■ STATED TASK ■
Write out exactly the lines from the one containing "of the woman's" through the last line of the records below, both included, and leave out any pictures.
═════ MATERIAL FOR THIS EXERCISE
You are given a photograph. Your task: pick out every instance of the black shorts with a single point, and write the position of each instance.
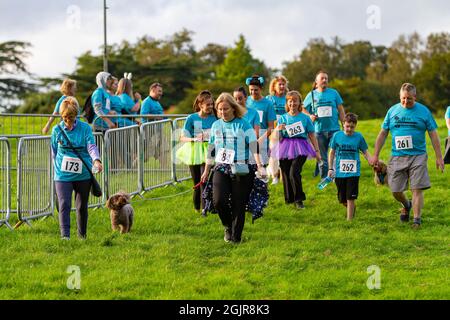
(348, 188)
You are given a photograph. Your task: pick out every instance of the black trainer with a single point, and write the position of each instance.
(299, 205)
(404, 215)
(227, 236)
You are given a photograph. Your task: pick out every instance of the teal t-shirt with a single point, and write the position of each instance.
(325, 107)
(252, 117)
(151, 106)
(102, 99)
(408, 127)
(265, 109)
(65, 162)
(234, 135)
(447, 116)
(195, 124)
(279, 104)
(303, 125)
(347, 148)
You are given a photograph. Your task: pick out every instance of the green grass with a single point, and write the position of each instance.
(173, 253)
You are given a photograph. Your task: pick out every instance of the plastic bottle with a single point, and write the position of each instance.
(323, 184)
(265, 179)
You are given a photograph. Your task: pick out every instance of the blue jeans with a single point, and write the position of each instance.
(323, 139)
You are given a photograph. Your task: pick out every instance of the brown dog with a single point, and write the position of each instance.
(122, 213)
(380, 174)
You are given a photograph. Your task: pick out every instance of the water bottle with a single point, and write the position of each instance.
(326, 181)
(95, 169)
(258, 176)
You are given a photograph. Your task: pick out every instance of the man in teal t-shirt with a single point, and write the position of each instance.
(325, 107)
(408, 121)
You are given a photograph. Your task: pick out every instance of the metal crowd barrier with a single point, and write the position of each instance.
(156, 156)
(181, 171)
(5, 182)
(34, 178)
(122, 165)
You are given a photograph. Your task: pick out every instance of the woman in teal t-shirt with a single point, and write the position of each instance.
(195, 137)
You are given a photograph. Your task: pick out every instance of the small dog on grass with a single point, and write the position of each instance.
(122, 213)
(380, 174)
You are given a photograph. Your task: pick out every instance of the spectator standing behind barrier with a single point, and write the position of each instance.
(101, 100)
(408, 121)
(130, 103)
(266, 113)
(278, 88)
(197, 129)
(292, 148)
(70, 173)
(325, 107)
(151, 104)
(232, 139)
(68, 89)
(345, 147)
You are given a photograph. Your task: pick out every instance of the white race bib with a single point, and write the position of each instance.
(261, 115)
(295, 129)
(206, 134)
(324, 112)
(72, 165)
(348, 166)
(403, 143)
(225, 156)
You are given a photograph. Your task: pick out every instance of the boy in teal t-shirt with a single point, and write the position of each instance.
(345, 147)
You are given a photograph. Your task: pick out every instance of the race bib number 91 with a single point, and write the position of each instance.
(295, 129)
(72, 165)
(403, 143)
(225, 156)
(348, 166)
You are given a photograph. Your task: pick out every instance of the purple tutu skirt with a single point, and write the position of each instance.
(291, 148)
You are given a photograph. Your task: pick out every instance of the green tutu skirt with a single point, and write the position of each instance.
(192, 153)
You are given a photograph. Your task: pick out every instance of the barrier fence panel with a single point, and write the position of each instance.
(34, 178)
(122, 163)
(5, 182)
(181, 170)
(156, 156)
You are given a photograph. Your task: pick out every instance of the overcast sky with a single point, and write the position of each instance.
(275, 30)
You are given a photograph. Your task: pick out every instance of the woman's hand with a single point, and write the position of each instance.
(262, 171)
(205, 175)
(98, 165)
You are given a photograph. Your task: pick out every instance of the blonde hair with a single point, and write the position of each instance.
(67, 86)
(275, 81)
(125, 85)
(291, 94)
(69, 108)
(239, 111)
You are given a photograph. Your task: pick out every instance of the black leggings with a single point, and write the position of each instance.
(292, 179)
(239, 190)
(196, 173)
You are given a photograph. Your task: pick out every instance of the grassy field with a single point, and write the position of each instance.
(173, 253)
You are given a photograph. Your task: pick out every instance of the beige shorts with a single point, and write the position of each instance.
(408, 168)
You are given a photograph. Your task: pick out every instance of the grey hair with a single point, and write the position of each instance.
(408, 87)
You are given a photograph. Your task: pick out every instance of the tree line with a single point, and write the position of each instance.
(367, 76)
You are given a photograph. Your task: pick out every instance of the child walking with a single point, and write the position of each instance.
(345, 147)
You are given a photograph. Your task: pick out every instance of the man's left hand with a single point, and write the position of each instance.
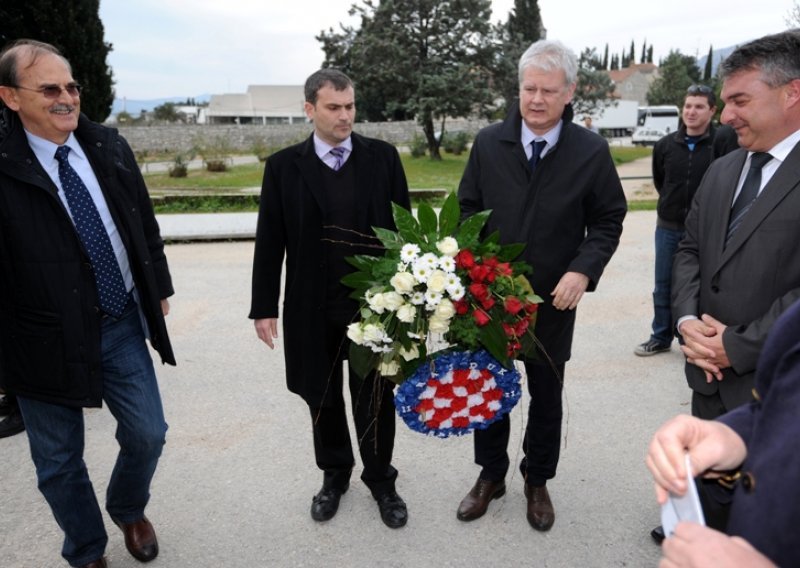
(569, 290)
══════════
■ TASK OUTPUT ■
You are given a photograph. Your task: pick out every instance of the woman's hand with a single point, and write the position of each instance.
(262, 171)
(205, 175)
(98, 165)
You are given a photograph. Your task: pick out every instance of the blonde hair with a single point, and write the position of each instance.
(67, 86)
(275, 81)
(125, 85)
(291, 94)
(69, 108)
(239, 111)
You are given a photograph. Your task: pick out every instance of the black leggings with a single point, and write the position of each instance.
(292, 179)
(239, 190)
(196, 173)
You are given a photograph. Your task: pick out every instance of the grassy field with a single point, and write the position of each instance.
(173, 253)
You are given a photograph. Your task: pick out every instance of the beige shorts with a single point, and write the position of each instance.
(408, 168)
You are given a photograph. Your task: pick out every instance of the grey hair with a single point, and write the position of each instance.
(408, 87)
You are given a photograph. Your task: pick out every instance of the tree line with a single point, and write the position of each instance.
(367, 76)
You are given a photograph. Your task: pick out every instance of the child walking with a single point, and write the position of each instance.
(345, 147)
You are given a photograph. Your task: pick out every instance of the man's left hand with a single point, and write the position of each instance.
(569, 290)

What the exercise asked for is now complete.